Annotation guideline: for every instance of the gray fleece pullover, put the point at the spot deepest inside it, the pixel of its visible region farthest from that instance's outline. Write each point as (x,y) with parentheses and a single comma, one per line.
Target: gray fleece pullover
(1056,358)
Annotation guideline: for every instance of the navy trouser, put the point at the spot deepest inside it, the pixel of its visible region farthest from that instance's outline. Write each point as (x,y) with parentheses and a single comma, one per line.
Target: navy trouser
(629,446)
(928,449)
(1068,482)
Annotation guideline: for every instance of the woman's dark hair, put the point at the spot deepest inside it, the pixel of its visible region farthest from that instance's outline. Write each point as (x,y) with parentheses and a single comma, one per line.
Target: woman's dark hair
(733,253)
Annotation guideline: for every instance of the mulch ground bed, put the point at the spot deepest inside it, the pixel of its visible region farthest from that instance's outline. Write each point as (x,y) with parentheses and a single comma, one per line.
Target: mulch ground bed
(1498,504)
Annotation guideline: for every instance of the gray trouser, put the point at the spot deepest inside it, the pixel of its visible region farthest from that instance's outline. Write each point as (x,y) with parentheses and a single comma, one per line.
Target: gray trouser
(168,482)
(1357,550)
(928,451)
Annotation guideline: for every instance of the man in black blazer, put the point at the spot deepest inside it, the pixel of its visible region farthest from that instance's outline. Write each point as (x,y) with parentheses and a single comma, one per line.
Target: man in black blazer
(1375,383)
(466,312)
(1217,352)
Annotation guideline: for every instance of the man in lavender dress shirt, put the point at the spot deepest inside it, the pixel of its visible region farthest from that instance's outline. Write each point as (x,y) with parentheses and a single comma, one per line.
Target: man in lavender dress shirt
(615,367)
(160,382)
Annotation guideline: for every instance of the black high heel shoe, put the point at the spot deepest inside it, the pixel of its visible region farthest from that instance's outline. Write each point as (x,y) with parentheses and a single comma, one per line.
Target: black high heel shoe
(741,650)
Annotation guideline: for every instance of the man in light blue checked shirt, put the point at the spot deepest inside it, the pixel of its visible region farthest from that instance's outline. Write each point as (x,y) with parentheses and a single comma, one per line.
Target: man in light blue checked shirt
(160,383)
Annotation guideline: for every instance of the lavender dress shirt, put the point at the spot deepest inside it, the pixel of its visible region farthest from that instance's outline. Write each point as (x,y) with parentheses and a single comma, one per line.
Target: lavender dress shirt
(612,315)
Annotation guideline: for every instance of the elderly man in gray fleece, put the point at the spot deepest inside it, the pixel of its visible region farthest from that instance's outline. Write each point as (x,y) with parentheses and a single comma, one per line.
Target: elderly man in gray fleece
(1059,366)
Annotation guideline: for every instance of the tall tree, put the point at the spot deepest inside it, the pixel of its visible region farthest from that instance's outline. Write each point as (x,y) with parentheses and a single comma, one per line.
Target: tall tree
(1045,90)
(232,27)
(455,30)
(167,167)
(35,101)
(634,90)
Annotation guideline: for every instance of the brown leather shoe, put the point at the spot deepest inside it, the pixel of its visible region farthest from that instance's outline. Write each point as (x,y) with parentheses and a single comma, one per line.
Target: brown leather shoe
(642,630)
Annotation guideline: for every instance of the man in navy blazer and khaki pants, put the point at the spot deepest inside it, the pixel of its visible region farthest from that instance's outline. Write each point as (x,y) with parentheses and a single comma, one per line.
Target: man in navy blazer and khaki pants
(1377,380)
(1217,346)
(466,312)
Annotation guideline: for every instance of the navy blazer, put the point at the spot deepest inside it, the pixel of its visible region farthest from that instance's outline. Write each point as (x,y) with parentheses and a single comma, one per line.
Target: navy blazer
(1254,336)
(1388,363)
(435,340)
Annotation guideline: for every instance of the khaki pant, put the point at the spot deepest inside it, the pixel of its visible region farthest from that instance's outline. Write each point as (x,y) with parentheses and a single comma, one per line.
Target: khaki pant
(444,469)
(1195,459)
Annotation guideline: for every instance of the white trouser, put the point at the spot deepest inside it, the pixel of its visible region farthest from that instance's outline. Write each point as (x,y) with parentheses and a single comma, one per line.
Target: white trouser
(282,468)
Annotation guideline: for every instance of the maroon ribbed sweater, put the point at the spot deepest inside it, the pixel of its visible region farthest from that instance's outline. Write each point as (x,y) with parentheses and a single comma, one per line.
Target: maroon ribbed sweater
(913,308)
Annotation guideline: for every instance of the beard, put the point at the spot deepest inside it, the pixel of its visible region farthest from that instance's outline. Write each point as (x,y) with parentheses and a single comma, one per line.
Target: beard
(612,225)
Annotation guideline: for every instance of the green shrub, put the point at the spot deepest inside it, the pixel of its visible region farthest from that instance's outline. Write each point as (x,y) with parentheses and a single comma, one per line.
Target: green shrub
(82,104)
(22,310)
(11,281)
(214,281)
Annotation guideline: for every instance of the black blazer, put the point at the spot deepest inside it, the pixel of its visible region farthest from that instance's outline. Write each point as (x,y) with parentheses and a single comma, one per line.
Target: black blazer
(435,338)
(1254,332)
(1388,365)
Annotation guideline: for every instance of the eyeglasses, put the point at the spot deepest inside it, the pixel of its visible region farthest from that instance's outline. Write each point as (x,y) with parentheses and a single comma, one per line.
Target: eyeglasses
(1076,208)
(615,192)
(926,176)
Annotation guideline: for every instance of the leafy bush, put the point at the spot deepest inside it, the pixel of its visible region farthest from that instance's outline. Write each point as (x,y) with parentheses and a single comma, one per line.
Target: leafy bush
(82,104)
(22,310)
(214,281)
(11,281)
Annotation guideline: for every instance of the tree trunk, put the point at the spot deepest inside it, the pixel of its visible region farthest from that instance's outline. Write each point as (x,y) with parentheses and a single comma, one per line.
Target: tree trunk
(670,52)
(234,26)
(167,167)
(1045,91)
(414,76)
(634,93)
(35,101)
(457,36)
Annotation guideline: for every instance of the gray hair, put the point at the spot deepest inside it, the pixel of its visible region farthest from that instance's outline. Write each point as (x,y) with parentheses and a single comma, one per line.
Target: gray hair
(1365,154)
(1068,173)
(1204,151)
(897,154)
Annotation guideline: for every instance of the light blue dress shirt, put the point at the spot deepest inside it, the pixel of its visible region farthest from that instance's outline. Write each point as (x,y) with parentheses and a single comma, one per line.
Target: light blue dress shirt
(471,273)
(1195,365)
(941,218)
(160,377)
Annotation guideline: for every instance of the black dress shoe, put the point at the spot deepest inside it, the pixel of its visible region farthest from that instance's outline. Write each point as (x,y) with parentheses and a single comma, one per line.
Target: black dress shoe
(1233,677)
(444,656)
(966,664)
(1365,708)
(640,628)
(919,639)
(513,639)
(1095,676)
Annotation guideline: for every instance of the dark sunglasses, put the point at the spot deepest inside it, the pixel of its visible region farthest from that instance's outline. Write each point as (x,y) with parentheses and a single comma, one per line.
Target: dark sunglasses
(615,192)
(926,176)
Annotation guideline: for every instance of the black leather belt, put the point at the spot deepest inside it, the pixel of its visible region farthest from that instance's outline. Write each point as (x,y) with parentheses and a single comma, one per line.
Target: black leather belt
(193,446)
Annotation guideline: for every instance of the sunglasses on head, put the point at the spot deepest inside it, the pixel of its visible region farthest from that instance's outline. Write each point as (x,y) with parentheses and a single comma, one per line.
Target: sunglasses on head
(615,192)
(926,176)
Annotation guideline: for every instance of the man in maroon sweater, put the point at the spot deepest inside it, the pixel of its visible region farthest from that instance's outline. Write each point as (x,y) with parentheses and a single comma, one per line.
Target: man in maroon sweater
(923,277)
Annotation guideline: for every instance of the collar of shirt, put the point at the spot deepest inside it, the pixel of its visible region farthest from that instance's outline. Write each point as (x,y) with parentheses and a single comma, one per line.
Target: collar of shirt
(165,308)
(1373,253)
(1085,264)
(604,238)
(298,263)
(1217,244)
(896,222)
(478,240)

==*==

Required action –
Restate the material above word for word, leaving nothing out.

Task response –
Annotation guideline: for every instance of the gray fleece pullover, put the point at the spot deepest inside it, the pixel of its visible region farthest from that instance's outline. Write each point as (x,y) with parentheses and a single comma, one per line.
Target: gray fleece pullover
(1056,358)
Annotation guideline: for every instance of the navy trouser, put the point at the spot deepest inside it, the pixel of its visible region farthest from that instance's outline. Write each point as (x,y) with parentheses and a single comma, one per line.
Target: navy trouser
(629,446)
(928,449)
(1068,482)
Annotation guideline: for every instance of the woman's dark hair, put the point at the spot deepest inside it, the pixel of its visible region farthest from that instance's outline. Write each point as (x,y) with parentheses and a single comma, one per line.
Target: woman's dark hair
(733,253)
Annotation guideline: for every instance of the mulch ground bed, put the point at the spot deepest inside it, the pixel of its visible region farthest from that instance's outline. Write each point as (x,y) with parentheses and a single comma, one per line.
Target: mulch ground bed
(1498,504)
Annotation guideline: for every instance of the gray trouser, put the point at the spot deepest inside it, the pixel of its visible region farthest from that instance's outline. Write each point as (x,y) with parentheses and a single comma, one per line.
Target: gray trouser
(168,482)
(1357,550)
(928,451)
Annotation guideline: for every instance of the man in black blazer, put the point at the spot deepest inside it, the pixel of its visible region farthest from that instance's outline. Write each point as (x,y) with parentheses and a single comma, one per line.
Target: man in black blazer
(1375,383)
(466,312)
(1217,352)
Annotation guideline: for every instance of the man in lavender dress shirt, put the point at the spot deepest inside it, the pixel of its visible region farthest from that instance's outline. Write each point as (x,y) with parentheses and a single comma, one per line.
Target: man in lavender dress shirt
(615,367)
(160,382)
Annotation guideline: for every instance of the black high heel shoe, put the point at the spot deepest inside it, the pixel of its visible region farthest from that instance's outline. Write each point as (x,y) with parentheses and a single comma, one per line.
Target: black high heel shoe
(741,650)
Annotation guideline: for every instance of the man in light blue checked shirt, put the point at the spot deepest inside it, the pixel of its visible region farthest from that instance's outline. Write each point as (x,y) with parentheses and a single comma, one per line.
Target: man in light blue checked shirt
(160,383)
Annotation guideline: for every instance of the lavender dress shirt, put the point at the spot deepest inside it, the pixel of its visible region farthest from that instance's outline. Write each point as (x,y) with parentheses and a single comma, one per line.
Target: lavender dress shirt
(612,315)
Annotation guideline: for every instance of the elderly man in gray fleece, put the point at the spot deepest inside it, the pixel of its visible region farthest from that instance's outline. Write each point as (x,y) with parentheses and a single comma, one per line.
Target: elderly man in gray fleece
(1059,366)
Annotation guideline: for every instance of the tall tree, put the point at the spot deepest inside it, the pixel of its visible region farthest from that instance's outline. Write each point as (x,y) with parentheses and a single comma, one per line.
Target: tall tree
(1045,90)
(232,27)
(455,30)
(167,167)
(35,101)
(634,90)
Annotation guideline: for every instance of the brown leather shoe, put the point at the spot deepest inside it, the pixel of its visible region farthest from that instance's outline. Write each point as (x,y) with parentheses and a single comma, one per line.
Target: brown leather shoe
(642,630)
Annotation guideline: for every instance of the man in navy blazer and khaki pants, put the point at the spot deepest inside it, the pixel of its visible region farthest from that instance's outline. Write each point as (x,y) with parentheses and a single comma, one per line.
Target: man in navy blazer and khaki pants
(1377,380)
(1217,346)
(466,312)
Annotation guideline: for every instance of the navy blazer, put the point at the spot deepest inside it, the pixel of its visible region farthest from that instance's outline. Write each point as (x,y) with parentheses and a single comma, one per line.
Target: navy blazer
(1254,336)
(1388,363)
(435,340)
Annotation guideline: for every instance of the khaki pant, put the point at the spot deepest inside it, the pixel of its visible region farthest from that instance's outline. Write each point as (x,y) with parentheses and a single comma, one per line.
Target: khaki pant
(444,469)
(1195,459)
Annotation guideline: for every instance of the white trouser, put the point at the spot deepest inside it, the pixel of its visible region farthest from that instance's outline. Write each point as (x,y) with parentheses and a single comma, one per line.
Target: white trouser
(282,468)
Annotation guideline: for every instance of the maroon ribbed sweater, put the point at the spot deepest inside it, the pixel of its visible region farthest from that instance's outline. Write each point as (x,y) with parentheses and a single comma, one per line.
Target: maroon ribbed sweater
(913,308)
Annotation guideline: for every instance of the beard, put the point at the spot deepest inside it, the pixel of its visible region farthest from that instance's outline. Write each point as (x,y) with parentheses and a single comma, one per line.
Target: beard
(612,225)
Annotation guideline: for every instance of the green shrub, put the point at the spot deepest inside it, the pixel of its visible region farthest from that instance's outline. Write each point as (x,y) with parentheses and a single comma, one per line.
Target: green shrub
(82,104)
(22,310)
(11,281)
(214,281)
Annotation guideline: for every instance of the black blazer, put the point at the spot deepest inside it, the pixel of its visible region farthest from that instance's outline. Write each point as (x,y) with parentheses and a single comma, one per line.
Target: black blazer
(435,338)
(1254,332)
(1388,365)
Annotation guideline: for every instance of the eyeglasses, put the point at the spot deepest inside it, the pixel of its visible region farthest from that instance's outline. Write each point as (x,y) with parentheses and a single comma, one per line.
Target: eyeglasses
(1076,208)
(615,192)
(926,176)
Annotation guideline: for every instance of the leafy bush, put the point at the spot deepest inside it, the pixel of its visible region farthest from that instance's outline. Write each point as (x,y) with parentheses and a single comma, one per line.
Target: leafy bush
(82,104)
(22,310)
(214,281)
(11,281)
Annotation guideline: for every instance of the tree trunk, put the point at the spot deepest inside it, the pixel of its visible region farthest from that instance's outline. Write each point as (x,y) with parentheses and a single comma, one per line.
Target: tree trunk
(670,52)
(234,26)
(167,167)
(1045,91)
(414,76)
(634,93)
(35,101)
(457,36)
Annotation guideline: for every instance of the gray hair, put the point at the spot deepest inside it, the pixel of its visible region farthest from that instance's outline. Write each point as (x,y) with parentheses and a single comma, one per line.
Target: gray hair
(1365,154)
(1068,173)
(1204,151)
(897,154)
Annotation guideline: for every instance of the light blue dress shirt, put the point at the spot deepest inside it, the pixel of its visible region farthest from that instance's outline. Write each point as (x,y) with parentheses and a single comma, one per line.
Target: light blue dress shirt
(471,273)
(1195,365)
(941,218)
(160,377)
Annotation guideline: for every instance of the black dress shoe, put the point at the spot deepest inside it, the pixel of its visible region farthest from that instance's outline. Write each point as (x,y) with parentheses and a single comma, one per line.
Target: black dress shoe
(1233,677)
(444,656)
(966,664)
(1365,708)
(640,628)
(919,639)
(513,639)
(1095,676)
Annotation guideline: for every instance of the dark sunglasses, put the point at the spot deepest inside it, the pixel of its visible region farthest from that instance's outline. Write each point as (x,y) with parentheses and a single comma, one per line.
Target: dark sunglasses
(615,192)
(926,176)
Annotation guideline: for every instance of the black leather belt, put the point at the spot deepest inside it, the pixel of its visible region farthest from that instance's outline. Write each point as (x,y) with parentheses and a single comma, one per line.
Target: black leather belt
(193,446)
Annotation guideline: for every instance of the sunglasses on head, put the point at the spot deepest inside it, the pixel of its visible region farthest from that instance's outline. Write each point as (x,y) with parentheses and a single comma, one per line.
Target: sunglasses on head
(615,192)
(926,176)
Annotation guideline: for every instance of the man in maroon sweater, put the point at the spot deepest inside it, the pixel of its visible region farthest from that instance's outline. Write each point as (x,y) with parentheses and a single comma, one per line.
Target: man in maroon sweater
(923,277)
Annotation guideline: for every instance of the collar of shirt, put the point at the spot deepest inside it, the pixel of its visible region farthest from that instance's outline. Write each point as (x,y) with parentheses and a single comma, one per line.
Target: collar of shirt
(165,308)
(1373,253)
(1085,264)
(604,238)
(298,263)
(1217,244)
(896,222)
(478,240)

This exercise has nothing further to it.